───── Given information

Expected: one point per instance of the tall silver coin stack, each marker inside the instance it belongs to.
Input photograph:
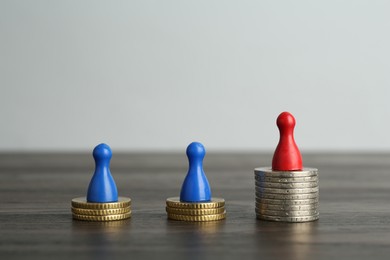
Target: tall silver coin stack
(287, 196)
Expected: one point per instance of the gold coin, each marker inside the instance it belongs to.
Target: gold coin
(100, 212)
(82, 203)
(214, 203)
(195, 212)
(197, 218)
(102, 218)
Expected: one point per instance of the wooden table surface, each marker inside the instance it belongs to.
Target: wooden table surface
(36, 223)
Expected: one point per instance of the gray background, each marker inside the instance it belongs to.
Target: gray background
(156, 75)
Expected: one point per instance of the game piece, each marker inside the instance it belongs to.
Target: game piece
(102, 187)
(287, 192)
(195, 187)
(287, 156)
(195, 202)
(102, 202)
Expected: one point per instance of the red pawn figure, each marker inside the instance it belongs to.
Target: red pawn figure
(287, 156)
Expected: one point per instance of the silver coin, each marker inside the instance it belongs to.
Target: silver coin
(287, 213)
(287, 202)
(287, 191)
(294, 185)
(268, 172)
(286, 180)
(288, 219)
(282, 207)
(276, 196)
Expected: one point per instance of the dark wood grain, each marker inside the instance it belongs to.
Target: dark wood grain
(35, 219)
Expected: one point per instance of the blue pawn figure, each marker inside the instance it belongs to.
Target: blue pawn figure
(102, 187)
(195, 187)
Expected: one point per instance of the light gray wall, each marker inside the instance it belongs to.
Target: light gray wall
(156, 75)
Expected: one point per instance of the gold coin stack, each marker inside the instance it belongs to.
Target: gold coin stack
(110, 211)
(196, 212)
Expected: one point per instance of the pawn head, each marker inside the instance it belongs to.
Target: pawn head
(102, 152)
(195, 151)
(285, 121)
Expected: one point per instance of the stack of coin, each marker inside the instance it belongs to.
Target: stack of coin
(88, 211)
(196, 212)
(287, 196)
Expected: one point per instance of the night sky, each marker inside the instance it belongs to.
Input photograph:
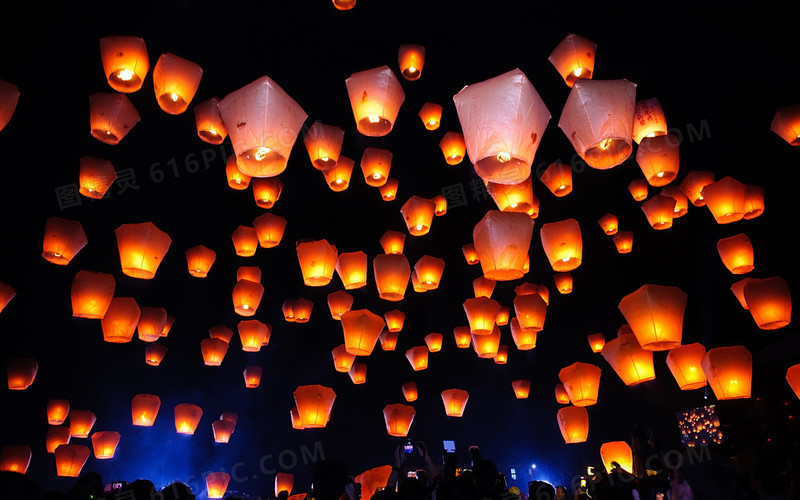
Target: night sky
(719, 88)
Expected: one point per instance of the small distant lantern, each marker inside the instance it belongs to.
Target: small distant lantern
(729, 371)
(503, 119)
(125, 62)
(563, 244)
(111, 117)
(453, 147)
(648, 120)
(573, 421)
(573, 58)
(63, 239)
(95, 176)
(736, 253)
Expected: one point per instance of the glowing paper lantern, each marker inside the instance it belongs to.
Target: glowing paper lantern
(111, 117)
(95, 177)
(455, 401)
(125, 62)
(375, 96)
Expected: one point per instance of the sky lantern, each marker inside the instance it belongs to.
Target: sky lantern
(417, 357)
(619, 452)
(392, 273)
(455, 401)
(398, 418)
(598, 121)
(268, 230)
(375, 96)
(125, 62)
(736, 253)
(111, 117)
(144, 409)
(314, 404)
(684, 362)
(563, 244)
(105, 444)
(418, 214)
(573, 421)
(431, 115)
(175, 80)
(453, 147)
(91, 294)
(70, 459)
(63, 239)
(21, 372)
(558, 179)
(581, 381)
(503, 119)
(502, 240)
(573, 58)
(120, 321)
(648, 120)
(95, 176)
(267, 191)
(729, 371)
(769, 302)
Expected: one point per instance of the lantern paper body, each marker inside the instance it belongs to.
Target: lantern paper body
(503, 119)
(375, 97)
(314, 404)
(581, 381)
(502, 240)
(141, 249)
(263, 122)
(125, 62)
(95, 177)
(598, 121)
(111, 117)
(455, 401)
(769, 302)
(729, 371)
(573, 421)
(684, 363)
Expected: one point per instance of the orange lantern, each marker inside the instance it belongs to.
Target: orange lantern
(598, 121)
(375, 96)
(125, 62)
(398, 418)
(417, 357)
(314, 404)
(70, 459)
(361, 330)
(655, 314)
(736, 253)
(581, 381)
(63, 239)
(267, 191)
(684, 363)
(324, 145)
(269, 229)
(453, 147)
(729, 371)
(95, 177)
(431, 115)
(502, 240)
(111, 117)
(263, 122)
(573, 58)
(503, 119)
(573, 421)
(558, 179)
(769, 302)
(648, 120)
(455, 401)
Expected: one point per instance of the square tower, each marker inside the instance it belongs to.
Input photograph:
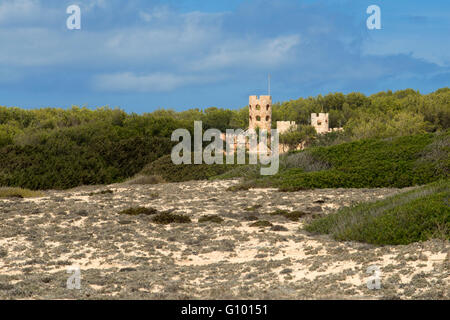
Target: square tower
(260, 112)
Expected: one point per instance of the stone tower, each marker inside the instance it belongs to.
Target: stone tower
(260, 112)
(320, 122)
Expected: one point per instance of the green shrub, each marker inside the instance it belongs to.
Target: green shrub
(210, 218)
(261, 224)
(291, 215)
(372, 163)
(167, 218)
(152, 179)
(170, 172)
(6, 192)
(417, 215)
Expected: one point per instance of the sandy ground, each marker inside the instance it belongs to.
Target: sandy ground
(130, 257)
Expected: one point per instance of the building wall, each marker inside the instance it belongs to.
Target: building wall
(284, 126)
(260, 112)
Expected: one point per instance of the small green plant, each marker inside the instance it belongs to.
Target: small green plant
(6, 192)
(108, 191)
(253, 208)
(417, 215)
(143, 179)
(210, 218)
(139, 211)
(261, 224)
(168, 218)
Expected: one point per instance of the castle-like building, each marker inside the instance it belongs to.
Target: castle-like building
(260, 116)
(260, 112)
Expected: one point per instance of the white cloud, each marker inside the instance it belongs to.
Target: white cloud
(17, 11)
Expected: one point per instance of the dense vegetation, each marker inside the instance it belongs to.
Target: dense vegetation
(55, 148)
(417, 215)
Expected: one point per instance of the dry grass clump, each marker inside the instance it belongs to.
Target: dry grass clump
(210, 218)
(168, 218)
(150, 179)
(139, 211)
(7, 192)
(261, 223)
(291, 215)
(108, 191)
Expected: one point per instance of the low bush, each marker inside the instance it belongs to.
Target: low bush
(6, 192)
(291, 215)
(210, 218)
(394, 162)
(417, 215)
(139, 211)
(168, 218)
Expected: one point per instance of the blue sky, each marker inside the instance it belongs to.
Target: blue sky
(141, 55)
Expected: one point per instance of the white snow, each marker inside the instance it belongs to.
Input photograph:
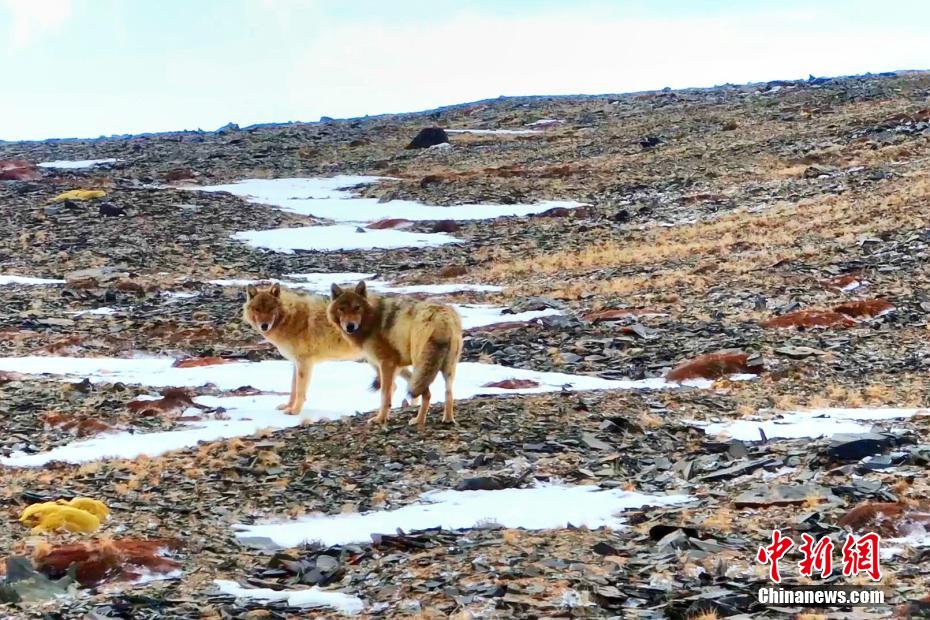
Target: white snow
(148, 576)
(311, 597)
(27, 280)
(539, 508)
(810, 424)
(545, 122)
(491, 132)
(180, 294)
(321, 283)
(65, 164)
(330, 198)
(474, 315)
(96, 312)
(337, 389)
(339, 237)
(321, 198)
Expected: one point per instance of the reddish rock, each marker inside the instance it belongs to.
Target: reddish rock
(432, 179)
(810, 318)
(844, 283)
(390, 223)
(110, 560)
(615, 314)
(714, 366)
(885, 518)
(513, 384)
(173, 401)
(452, 271)
(129, 286)
(555, 212)
(864, 308)
(79, 426)
(197, 362)
(179, 174)
(8, 377)
(18, 170)
(499, 327)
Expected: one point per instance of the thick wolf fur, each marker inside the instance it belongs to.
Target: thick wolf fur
(396, 332)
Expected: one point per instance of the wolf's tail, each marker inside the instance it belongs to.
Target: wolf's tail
(433, 357)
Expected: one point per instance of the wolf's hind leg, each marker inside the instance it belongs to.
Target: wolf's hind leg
(290, 400)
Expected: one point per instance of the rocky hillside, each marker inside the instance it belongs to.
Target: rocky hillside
(783, 224)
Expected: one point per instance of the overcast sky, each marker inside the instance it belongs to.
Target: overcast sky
(83, 68)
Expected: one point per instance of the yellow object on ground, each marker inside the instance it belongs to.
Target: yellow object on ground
(80, 194)
(87, 504)
(81, 514)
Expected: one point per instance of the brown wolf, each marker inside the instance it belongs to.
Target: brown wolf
(395, 332)
(297, 325)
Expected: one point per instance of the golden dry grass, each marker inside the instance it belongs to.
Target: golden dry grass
(739, 243)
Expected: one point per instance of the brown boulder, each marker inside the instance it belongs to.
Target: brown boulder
(810, 318)
(864, 308)
(714, 366)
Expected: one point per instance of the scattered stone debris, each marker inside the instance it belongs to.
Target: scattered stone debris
(427, 137)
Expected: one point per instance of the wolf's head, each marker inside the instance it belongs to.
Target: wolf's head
(263, 308)
(349, 308)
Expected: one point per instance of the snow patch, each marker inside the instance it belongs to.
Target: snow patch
(474, 315)
(333, 199)
(337, 390)
(76, 164)
(540, 508)
(311, 597)
(339, 237)
(327, 198)
(180, 294)
(321, 282)
(809, 424)
(500, 132)
(96, 312)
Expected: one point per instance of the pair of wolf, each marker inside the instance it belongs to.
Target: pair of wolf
(394, 334)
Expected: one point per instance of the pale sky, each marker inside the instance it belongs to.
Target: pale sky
(84, 68)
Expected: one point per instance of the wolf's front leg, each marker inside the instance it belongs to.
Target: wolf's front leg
(290, 401)
(304, 370)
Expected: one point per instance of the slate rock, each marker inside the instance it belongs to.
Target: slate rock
(428, 136)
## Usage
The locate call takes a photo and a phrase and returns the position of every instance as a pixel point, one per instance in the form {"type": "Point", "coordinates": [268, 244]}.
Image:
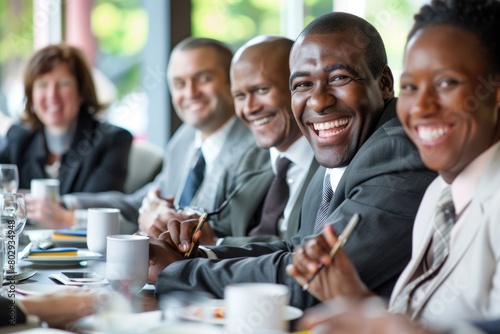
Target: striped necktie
{"type": "Point", "coordinates": [193, 180]}
{"type": "Point", "coordinates": [444, 219]}
{"type": "Point", "coordinates": [325, 205]}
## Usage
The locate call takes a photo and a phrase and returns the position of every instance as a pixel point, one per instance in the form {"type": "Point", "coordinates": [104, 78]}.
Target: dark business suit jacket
{"type": "Point", "coordinates": [245, 208]}
{"type": "Point", "coordinates": [384, 182]}
{"type": "Point", "coordinates": [10, 315]}
{"type": "Point", "coordinates": [178, 153]}
{"type": "Point", "coordinates": [97, 159]}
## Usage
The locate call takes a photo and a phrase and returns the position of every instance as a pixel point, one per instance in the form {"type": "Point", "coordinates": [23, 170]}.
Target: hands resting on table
{"type": "Point", "coordinates": [156, 213]}
{"type": "Point", "coordinates": [59, 309]}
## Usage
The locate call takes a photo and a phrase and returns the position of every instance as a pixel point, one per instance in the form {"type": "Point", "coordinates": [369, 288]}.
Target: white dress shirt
{"type": "Point", "coordinates": [210, 147]}
{"type": "Point", "coordinates": [463, 189]}
{"type": "Point", "coordinates": [301, 155]}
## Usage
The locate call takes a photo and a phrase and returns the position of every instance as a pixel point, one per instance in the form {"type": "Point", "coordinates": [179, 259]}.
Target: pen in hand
{"type": "Point", "coordinates": [339, 244]}
{"type": "Point", "coordinates": [201, 222]}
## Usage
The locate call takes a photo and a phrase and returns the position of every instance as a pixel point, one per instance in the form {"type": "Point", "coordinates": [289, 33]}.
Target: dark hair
{"type": "Point", "coordinates": [368, 39]}
{"type": "Point", "coordinates": [224, 53]}
{"type": "Point", "coordinates": [480, 17]}
{"type": "Point", "coordinates": [44, 61]}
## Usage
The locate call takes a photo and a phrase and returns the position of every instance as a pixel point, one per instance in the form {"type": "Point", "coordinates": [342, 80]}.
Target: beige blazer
{"type": "Point", "coordinates": [468, 285]}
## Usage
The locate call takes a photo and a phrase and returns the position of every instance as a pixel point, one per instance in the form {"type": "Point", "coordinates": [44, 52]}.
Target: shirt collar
{"type": "Point", "coordinates": [299, 153]}
{"type": "Point", "coordinates": [212, 145]}
{"type": "Point", "coordinates": [335, 176]}
{"type": "Point", "coordinates": [465, 184]}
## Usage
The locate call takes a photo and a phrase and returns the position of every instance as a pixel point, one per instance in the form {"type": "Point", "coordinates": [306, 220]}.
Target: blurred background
{"type": "Point", "coordinates": [128, 43]}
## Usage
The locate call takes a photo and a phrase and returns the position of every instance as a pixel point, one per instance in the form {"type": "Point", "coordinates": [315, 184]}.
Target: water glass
{"type": "Point", "coordinates": [13, 218]}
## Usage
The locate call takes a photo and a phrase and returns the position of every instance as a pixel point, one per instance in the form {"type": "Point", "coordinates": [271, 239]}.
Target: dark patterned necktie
{"type": "Point", "coordinates": [275, 202]}
{"type": "Point", "coordinates": [194, 180]}
{"type": "Point", "coordinates": [443, 223]}
{"type": "Point", "coordinates": [324, 206]}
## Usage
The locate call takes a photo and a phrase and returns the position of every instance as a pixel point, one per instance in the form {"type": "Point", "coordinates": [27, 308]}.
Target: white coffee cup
{"type": "Point", "coordinates": [255, 307]}
{"type": "Point", "coordinates": [101, 222]}
{"type": "Point", "coordinates": [127, 262]}
{"type": "Point", "coordinates": [46, 188]}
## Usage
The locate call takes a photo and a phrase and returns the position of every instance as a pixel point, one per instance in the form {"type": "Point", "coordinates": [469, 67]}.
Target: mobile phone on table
{"type": "Point", "coordinates": [81, 276]}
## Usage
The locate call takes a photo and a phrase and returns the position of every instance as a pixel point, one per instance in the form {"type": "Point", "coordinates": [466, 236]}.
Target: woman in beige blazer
{"type": "Point", "coordinates": [449, 105]}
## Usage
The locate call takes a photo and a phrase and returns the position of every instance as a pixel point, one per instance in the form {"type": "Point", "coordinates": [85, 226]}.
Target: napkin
{"type": "Point", "coordinates": [68, 233]}
{"type": "Point", "coordinates": [58, 251]}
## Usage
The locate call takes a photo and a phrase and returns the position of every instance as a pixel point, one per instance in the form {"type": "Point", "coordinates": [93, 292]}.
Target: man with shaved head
{"type": "Point", "coordinates": [259, 85]}
{"type": "Point", "coordinates": [343, 101]}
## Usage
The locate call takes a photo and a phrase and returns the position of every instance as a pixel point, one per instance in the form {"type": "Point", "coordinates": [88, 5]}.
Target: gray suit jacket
{"type": "Point", "coordinates": [178, 152]}
{"type": "Point", "coordinates": [384, 183]}
{"type": "Point", "coordinates": [467, 287]}
{"type": "Point", "coordinates": [244, 210]}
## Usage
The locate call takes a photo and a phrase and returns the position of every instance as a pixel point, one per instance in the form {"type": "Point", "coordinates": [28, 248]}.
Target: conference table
{"type": "Point", "coordinates": [144, 307]}
{"type": "Point", "coordinates": [44, 281]}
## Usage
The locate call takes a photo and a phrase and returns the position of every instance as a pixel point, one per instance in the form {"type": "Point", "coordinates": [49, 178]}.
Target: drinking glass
{"type": "Point", "coordinates": [9, 178]}
{"type": "Point", "coordinates": [13, 218]}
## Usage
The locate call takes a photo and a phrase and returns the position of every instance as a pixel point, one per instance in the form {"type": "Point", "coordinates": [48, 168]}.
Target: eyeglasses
{"type": "Point", "coordinates": [205, 215]}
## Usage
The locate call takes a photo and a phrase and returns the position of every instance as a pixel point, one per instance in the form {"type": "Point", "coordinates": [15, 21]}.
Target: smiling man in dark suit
{"type": "Point", "coordinates": [259, 85]}
{"type": "Point", "coordinates": [343, 101]}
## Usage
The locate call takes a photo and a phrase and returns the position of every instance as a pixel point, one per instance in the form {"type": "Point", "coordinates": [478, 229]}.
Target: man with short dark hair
{"type": "Point", "coordinates": [343, 101]}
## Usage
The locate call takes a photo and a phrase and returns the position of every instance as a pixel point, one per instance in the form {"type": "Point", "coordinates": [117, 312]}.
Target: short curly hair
{"type": "Point", "coordinates": [44, 61]}
{"type": "Point", "coordinates": [480, 17]}
{"type": "Point", "coordinates": [368, 38]}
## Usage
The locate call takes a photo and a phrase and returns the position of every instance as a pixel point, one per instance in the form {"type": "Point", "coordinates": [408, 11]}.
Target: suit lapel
{"type": "Point", "coordinates": [39, 155]}
{"type": "Point", "coordinates": [293, 220]}
{"type": "Point", "coordinates": [71, 162]}
{"type": "Point", "coordinates": [238, 140]}
{"type": "Point", "coordinates": [258, 185]}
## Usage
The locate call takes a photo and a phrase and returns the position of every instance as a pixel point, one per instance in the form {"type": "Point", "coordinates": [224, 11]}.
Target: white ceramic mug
{"type": "Point", "coordinates": [101, 222]}
{"type": "Point", "coordinates": [45, 188]}
{"type": "Point", "coordinates": [127, 262]}
{"type": "Point", "coordinates": [256, 307]}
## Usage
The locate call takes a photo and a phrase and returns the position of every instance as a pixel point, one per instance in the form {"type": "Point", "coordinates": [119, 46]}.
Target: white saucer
{"type": "Point", "coordinates": [36, 289]}
{"type": "Point", "coordinates": [82, 255]}
{"type": "Point", "coordinates": [193, 313]}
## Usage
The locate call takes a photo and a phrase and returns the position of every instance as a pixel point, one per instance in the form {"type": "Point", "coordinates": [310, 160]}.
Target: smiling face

──────────

__Requirement__.
Set down the records above exactly as written, beginning with the first line and ending with the line that contains "Expected: one point per instance of the wooden", and do not include pictures.

__Result for this task__.
Expected: one point per instance of the tall silver coin stack, each marker inside the instance it belongs to.
Input photograph:
Target: tall silver coin stack
(287, 196)
Expected: one point per instance of the gold coin, each marker inside the instance it belongs to.
Target: gold coin
(100, 212)
(82, 203)
(214, 203)
(195, 212)
(197, 218)
(102, 218)
Expected: one point per instance of the wooden table surface, each marker inside the instance it belongs to.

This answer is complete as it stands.